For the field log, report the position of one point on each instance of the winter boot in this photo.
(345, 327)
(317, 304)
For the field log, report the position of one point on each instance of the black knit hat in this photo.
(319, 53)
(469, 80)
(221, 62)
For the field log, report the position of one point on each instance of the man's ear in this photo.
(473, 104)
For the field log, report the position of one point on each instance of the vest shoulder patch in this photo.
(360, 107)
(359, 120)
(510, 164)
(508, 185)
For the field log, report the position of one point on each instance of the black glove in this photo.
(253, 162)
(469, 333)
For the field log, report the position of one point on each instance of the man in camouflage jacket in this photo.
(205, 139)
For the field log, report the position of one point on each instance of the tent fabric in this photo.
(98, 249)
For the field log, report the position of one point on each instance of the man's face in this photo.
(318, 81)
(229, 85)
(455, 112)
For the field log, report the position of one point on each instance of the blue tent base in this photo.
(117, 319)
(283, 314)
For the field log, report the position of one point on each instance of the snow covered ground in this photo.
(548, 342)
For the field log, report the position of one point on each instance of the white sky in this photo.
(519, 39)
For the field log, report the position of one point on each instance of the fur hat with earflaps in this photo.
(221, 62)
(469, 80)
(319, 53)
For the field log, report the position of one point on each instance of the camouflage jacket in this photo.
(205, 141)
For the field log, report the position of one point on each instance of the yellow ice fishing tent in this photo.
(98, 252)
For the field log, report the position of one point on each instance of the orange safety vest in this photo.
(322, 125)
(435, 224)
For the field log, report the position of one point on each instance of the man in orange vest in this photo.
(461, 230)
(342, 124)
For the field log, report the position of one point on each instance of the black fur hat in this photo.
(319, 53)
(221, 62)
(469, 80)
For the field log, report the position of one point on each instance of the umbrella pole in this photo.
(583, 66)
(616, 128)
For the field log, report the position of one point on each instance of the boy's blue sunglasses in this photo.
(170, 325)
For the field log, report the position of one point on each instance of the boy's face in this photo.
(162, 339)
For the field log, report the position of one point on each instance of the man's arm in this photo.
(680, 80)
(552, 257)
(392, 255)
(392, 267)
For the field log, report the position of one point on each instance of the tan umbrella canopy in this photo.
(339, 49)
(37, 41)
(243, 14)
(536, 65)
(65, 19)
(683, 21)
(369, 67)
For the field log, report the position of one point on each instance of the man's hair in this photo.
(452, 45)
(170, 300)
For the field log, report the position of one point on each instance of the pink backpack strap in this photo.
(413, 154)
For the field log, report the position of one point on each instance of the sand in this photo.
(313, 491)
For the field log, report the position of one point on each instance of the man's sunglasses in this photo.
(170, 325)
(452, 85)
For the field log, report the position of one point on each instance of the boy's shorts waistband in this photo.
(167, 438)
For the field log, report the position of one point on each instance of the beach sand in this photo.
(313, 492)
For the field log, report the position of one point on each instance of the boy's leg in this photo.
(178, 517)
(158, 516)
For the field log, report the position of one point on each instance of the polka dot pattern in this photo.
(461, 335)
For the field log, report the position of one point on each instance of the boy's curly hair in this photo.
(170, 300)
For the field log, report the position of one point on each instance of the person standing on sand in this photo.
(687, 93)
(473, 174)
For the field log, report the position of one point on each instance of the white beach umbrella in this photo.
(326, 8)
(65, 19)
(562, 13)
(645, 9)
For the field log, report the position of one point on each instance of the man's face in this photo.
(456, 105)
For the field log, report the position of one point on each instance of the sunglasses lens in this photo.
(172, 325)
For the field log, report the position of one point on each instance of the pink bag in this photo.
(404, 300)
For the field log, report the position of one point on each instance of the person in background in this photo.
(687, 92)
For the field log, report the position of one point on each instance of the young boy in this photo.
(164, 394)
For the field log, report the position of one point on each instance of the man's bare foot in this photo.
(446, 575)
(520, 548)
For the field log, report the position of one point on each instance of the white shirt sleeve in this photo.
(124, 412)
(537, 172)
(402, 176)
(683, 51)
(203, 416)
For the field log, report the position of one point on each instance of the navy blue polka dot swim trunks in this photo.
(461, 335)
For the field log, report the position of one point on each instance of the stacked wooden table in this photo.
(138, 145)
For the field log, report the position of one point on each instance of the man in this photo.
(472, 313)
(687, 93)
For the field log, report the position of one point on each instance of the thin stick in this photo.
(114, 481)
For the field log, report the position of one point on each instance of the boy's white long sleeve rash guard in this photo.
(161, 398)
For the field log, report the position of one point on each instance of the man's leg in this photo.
______________________________
> _Problem requirements_
Copy the material from the line containing "man in this photo." through the end of the material, both ends included, with the requests kept as they are and every coordinate in the answers shifted up by 108.

> _Right answer_
For the field log, report the position of one point on each instance of the man in this photo.
(580, 421)
(795, 201)
For the field log, report the position of one point on each instance of the thin stick in this photo.
(222, 589)
For the field log, report the position of one point on each instance of the boy's white long sleeve rash guard in this photo.
(269, 506)
For the field log, report the position of one point on each instance of the man's leg in this photo.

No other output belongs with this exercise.